Tarea - Presenta en un CSV de dos columnas, "texto" y "respuesta", solo los ítems del tramo que va desde la línea que contiene "Flag the sofa cushion in this screenshot." hasta la que contiene "[69,218,88,233]", ambas incluidas. Cada ítem debe ocupar una fila, con cada campo entre comillas y los saltos de línea sustituidos por espacios.

************

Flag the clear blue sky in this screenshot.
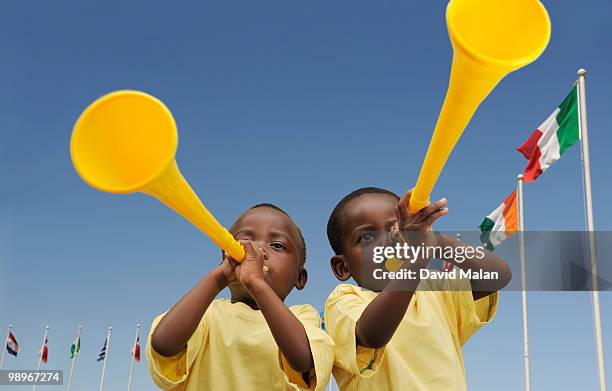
[0,0,612,390]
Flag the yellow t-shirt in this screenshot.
[324,280,497,391]
[146,299,334,391]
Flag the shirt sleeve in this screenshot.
[145,308,210,390]
[325,284,385,378]
[438,278,498,346]
[279,305,334,390]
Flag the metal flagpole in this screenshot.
[516,174,531,391]
[100,327,113,391]
[66,326,83,391]
[128,324,140,391]
[578,68,606,391]
[0,324,13,369]
[32,326,49,391]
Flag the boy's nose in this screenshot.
[257,242,268,261]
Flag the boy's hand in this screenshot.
[236,240,268,290]
[395,189,448,232]
[219,258,239,286]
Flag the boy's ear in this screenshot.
[295,267,308,291]
[329,255,351,281]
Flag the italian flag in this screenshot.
[480,190,518,251]
[518,85,580,182]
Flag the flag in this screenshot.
[70,335,81,359]
[480,190,518,251]
[132,337,140,362]
[39,338,49,364]
[6,331,19,357]
[517,85,580,182]
[96,339,108,361]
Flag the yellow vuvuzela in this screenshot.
[409,0,550,213]
[70,90,244,261]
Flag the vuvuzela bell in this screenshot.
[70,90,244,261]
[410,0,550,213]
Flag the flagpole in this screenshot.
[516,174,531,391]
[32,326,49,391]
[128,324,140,391]
[100,327,113,391]
[66,326,83,391]
[0,324,13,369]
[577,68,606,391]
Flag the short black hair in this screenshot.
[327,187,400,255]
[249,202,306,265]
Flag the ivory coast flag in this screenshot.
[518,84,580,182]
[480,190,518,251]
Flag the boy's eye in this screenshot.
[359,232,375,243]
[270,242,287,250]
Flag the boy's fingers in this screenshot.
[423,208,448,225]
[416,198,448,222]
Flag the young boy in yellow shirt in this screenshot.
[324,188,511,391]
[146,204,333,391]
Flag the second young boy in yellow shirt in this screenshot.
[325,188,511,391]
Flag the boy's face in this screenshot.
[229,206,307,301]
[331,194,398,291]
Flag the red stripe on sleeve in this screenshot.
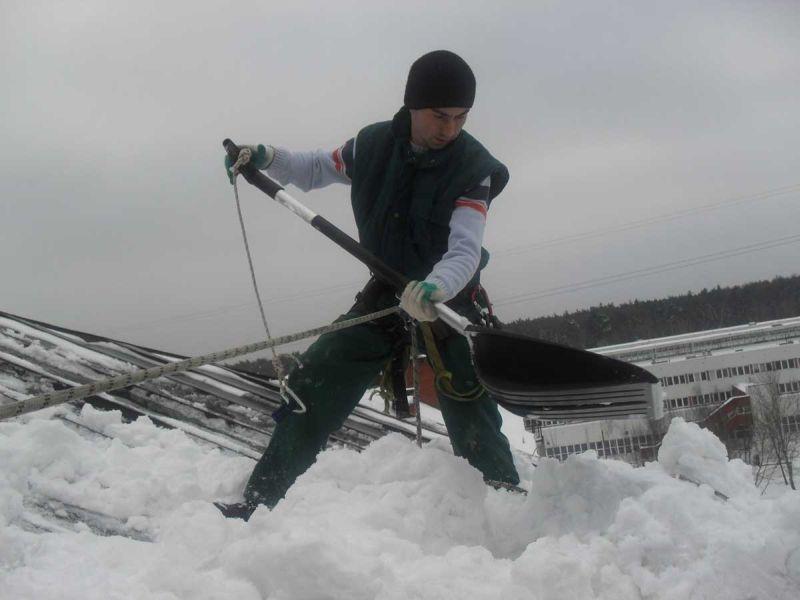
[333,148,344,173]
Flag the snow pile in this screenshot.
[0,408,800,600]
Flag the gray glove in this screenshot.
[225,144,275,184]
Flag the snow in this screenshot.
[0,405,800,600]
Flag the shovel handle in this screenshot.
[222,138,470,334]
[222,138,409,291]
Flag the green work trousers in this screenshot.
[245,310,519,507]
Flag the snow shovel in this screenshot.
[222,139,662,421]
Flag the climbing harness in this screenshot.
[419,323,484,402]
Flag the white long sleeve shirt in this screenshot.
[267,139,491,300]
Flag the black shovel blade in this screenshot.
[467,326,658,419]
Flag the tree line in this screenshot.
[504,275,800,348]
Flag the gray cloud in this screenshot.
[0,0,800,353]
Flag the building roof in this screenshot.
[592,317,800,362]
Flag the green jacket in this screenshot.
[351,108,509,280]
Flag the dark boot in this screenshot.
[214,502,256,521]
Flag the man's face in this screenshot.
[410,107,469,150]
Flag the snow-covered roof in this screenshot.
[0,312,446,456]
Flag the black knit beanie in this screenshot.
[403,50,475,108]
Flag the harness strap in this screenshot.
[419,323,484,402]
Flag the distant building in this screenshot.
[526,317,800,463]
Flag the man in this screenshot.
[218,50,519,519]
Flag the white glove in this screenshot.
[400,281,444,322]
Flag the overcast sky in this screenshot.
[0,0,800,354]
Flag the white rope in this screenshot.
[231,146,306,414]
[407,320,422,448]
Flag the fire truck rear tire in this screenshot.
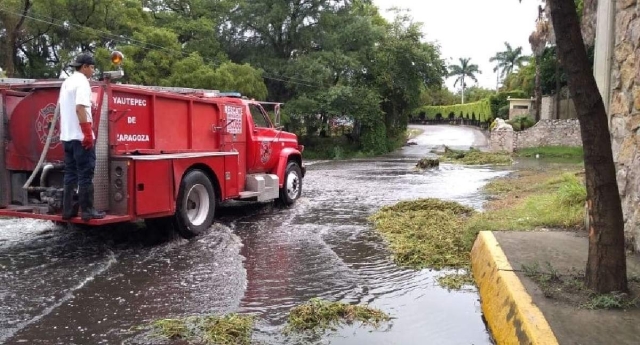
[280,162,302,206]
[175,170,216,238]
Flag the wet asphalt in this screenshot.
[0,125,508,344]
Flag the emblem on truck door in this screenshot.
[260,141,271,164]
[36,103,60,149]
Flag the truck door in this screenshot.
[247,103,280,173]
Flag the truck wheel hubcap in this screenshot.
[186,184,209,226]
[287,171,300,200]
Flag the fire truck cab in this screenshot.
[0,61,305,238]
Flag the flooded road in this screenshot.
[0,126,507,344]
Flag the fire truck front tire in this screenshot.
[280,162,302,206]
[176,170,216,238]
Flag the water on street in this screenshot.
[0,126,507,344]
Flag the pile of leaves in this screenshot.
[151,314,253,345]
[286,298,391,332]
[442,147,513,165]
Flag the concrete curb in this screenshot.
[471,231,558,345]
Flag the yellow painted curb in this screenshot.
[471,231,558,345]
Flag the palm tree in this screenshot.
[489,42,529,79]
[449,58,482,104]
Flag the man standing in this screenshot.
[58,54,105,222]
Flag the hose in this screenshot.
[22,103,60,189]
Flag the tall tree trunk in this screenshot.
[555,46,561,120]
[534,55,542,122]
[547,0,628,293]
[4,0,32,78]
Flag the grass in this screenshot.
[369,199,475,269]
[437,268,475,290]
[369,165,586,289]
[405,128,424,140]
[515,146,584,159]
[442,147,513,165]
[522,262,640,310]
[285,298,391,333]
[151,314,253,345]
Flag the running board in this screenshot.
[240,174,280,201]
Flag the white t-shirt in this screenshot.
[58,72,96,141]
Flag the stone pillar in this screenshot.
[593,0,616,118]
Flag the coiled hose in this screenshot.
[22,103,60,189]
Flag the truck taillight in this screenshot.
[109,161,128,215]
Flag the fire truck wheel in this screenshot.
[280,162,302,206]
[176,170,216,238]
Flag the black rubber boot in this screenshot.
[62,185,79,220]
[78,184,106,222]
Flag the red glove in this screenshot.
[80,122,93,150]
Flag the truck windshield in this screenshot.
[249,104,271,128]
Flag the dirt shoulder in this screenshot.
[494,231,640,345]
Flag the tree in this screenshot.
[529,18,549,121]
[489,42,529,78]
[520,0,628,293]
[449,58,482,104]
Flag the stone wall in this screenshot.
[509,109,533,120]
[540,96,578,120]
[609,0,640,251]
[489,119,582,152]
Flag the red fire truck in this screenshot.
[0,57,305,238]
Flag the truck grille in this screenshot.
[0,95,9,208]
[93,91,109,210]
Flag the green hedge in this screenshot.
[411,90,528,122]
[411,98,493,122]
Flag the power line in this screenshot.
[0,7,322,87]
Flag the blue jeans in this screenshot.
[62,140,96,187]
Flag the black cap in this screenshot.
[69,54,96,67]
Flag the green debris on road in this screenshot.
[146,314,253,345]
[285,298,391,333]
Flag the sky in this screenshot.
[373,0,541,91]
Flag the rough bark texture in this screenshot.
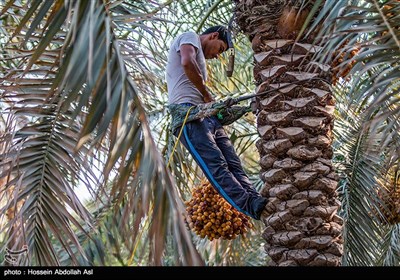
[234,0,343,266]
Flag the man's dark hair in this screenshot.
[202,25,231,46]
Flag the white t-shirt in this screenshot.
[166,31,207,105]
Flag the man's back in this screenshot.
[166,32,207,104]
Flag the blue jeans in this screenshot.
[174,116,267,220]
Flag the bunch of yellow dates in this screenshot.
[185,180,253,241]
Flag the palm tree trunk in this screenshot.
[234,0,343,266]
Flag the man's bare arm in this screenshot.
[180,44,214,102]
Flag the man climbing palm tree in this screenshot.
[166,26,267,220]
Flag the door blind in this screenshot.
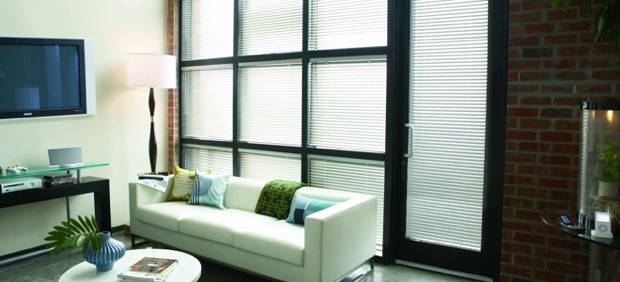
[406,0,488,251]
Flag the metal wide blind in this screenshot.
[308,0,388,50]
[308,155,385,246]
[183,144,233,173]
[238,64,301,146]
[181,0,235,60]
[239,149,301,181]
[181,65,233,141]
[406,0,488,251]
[239,0,303,55]
[308,59,386,152]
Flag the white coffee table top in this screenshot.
[58,249,202,282]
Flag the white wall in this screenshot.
[0,0,168,256]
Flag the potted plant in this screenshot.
[44,215,126,271]
[599,141,620,196]
[551,0,620,50]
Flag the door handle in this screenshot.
[405,123,413,158]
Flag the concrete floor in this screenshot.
[0,232,474,282]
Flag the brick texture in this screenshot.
[501,0,620,281]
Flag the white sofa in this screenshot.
[129,177,377,281]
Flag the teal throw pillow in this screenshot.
[286,194,338,224]
[187,171,230,209]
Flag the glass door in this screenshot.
[396,0,506,277]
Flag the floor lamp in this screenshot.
[127,54,177,173]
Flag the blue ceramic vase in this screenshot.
[84,231,126,271]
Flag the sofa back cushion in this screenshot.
[224,176,267,212]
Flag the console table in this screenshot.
[0,163,112,266]
[0,176,112,230]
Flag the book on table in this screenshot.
[117,257,179,281]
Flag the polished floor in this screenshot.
[0,232,474,282]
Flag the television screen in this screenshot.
[0,37,95,118]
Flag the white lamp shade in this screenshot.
[127,54,177,88]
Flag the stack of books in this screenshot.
[43,173,73,187]
[117,257,179,281]
[137,172,170,192]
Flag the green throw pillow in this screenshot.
[255,179,306,219]
[286,194,338,224]
[168,165,196,201]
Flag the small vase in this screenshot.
[84,231,126,271]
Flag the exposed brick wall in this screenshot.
[501,0,620,281]
[166,0,179,172]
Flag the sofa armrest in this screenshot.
[129,182,173,224]
[304,195,377,281]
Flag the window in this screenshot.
[180,0,388,250]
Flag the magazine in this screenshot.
[117,257,179,281]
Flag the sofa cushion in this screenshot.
[187,170,230,209]
[286,194,338,224]
[136,202,221,232]
[224,176,267,212]
[179,207,276,246]
[234,220,304,266]
[256,179,305,219]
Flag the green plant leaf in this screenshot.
[44,215,102,255]
[69,218,88,233]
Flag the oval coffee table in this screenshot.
[58,249,202,282]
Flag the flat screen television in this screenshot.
[0,37,96,119]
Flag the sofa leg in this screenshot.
[340,258,375,282]
[131,234,148,249]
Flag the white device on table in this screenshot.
[47,147,84,168]
[0,177,43,194]
[6,165,28,174]
[591,212,614,238]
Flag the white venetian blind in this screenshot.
[308,0,388,50]
[308,59,386,152]
[239,149,301,181]
[239,0,303,55]
[308,155,385,246]
[181,0,235,61]
[238,64,301,146]
[181,65,233,140]
[183,145,233,173]
[406,0,488,251]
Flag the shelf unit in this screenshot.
[0,163,112,266]
[0,163,108,183]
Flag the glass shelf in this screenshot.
[0,163,108,182]
[540,210,620,250]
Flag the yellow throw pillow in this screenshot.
[168,165,196,201]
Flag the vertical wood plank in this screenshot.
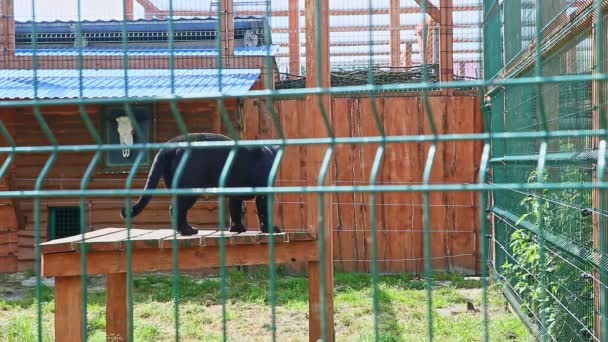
[303,0,334,342]
[125,0,135,20]
[55,276,83,342]
[106,273,129,341]
[289,0,300,75]
[220,0,234,58]
[390,0,401,67]
[439,0,454,87]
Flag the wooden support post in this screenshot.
[390,0,401,67]
[289,0,300,75]
[220,0,234,60]
[55,276,83,342]
[414,0,441,23]
[305,0,334,342]
[439,0,454,85]
[125,0,135,20]
[0,0,15,63]
[137,0,161,19]
[106,273,129,341]
[401,42,413,67]
[592,18,608,341]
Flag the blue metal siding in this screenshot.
[15,45,279,57]
[0,69,260,99]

************

Solución del ejercicio -
texto,respuesta
"Flag the sofa cushion in this screenshot.","[187,170,230,209] [286,194,338,224] [136,202,221,232] [224,176,267,212] [179,207,276,246] [234,220,304,266] [256,179,305,219]"
"Flag the green plant leaf in this screenshot.","[44,215,102,255] [69,218,88,233]"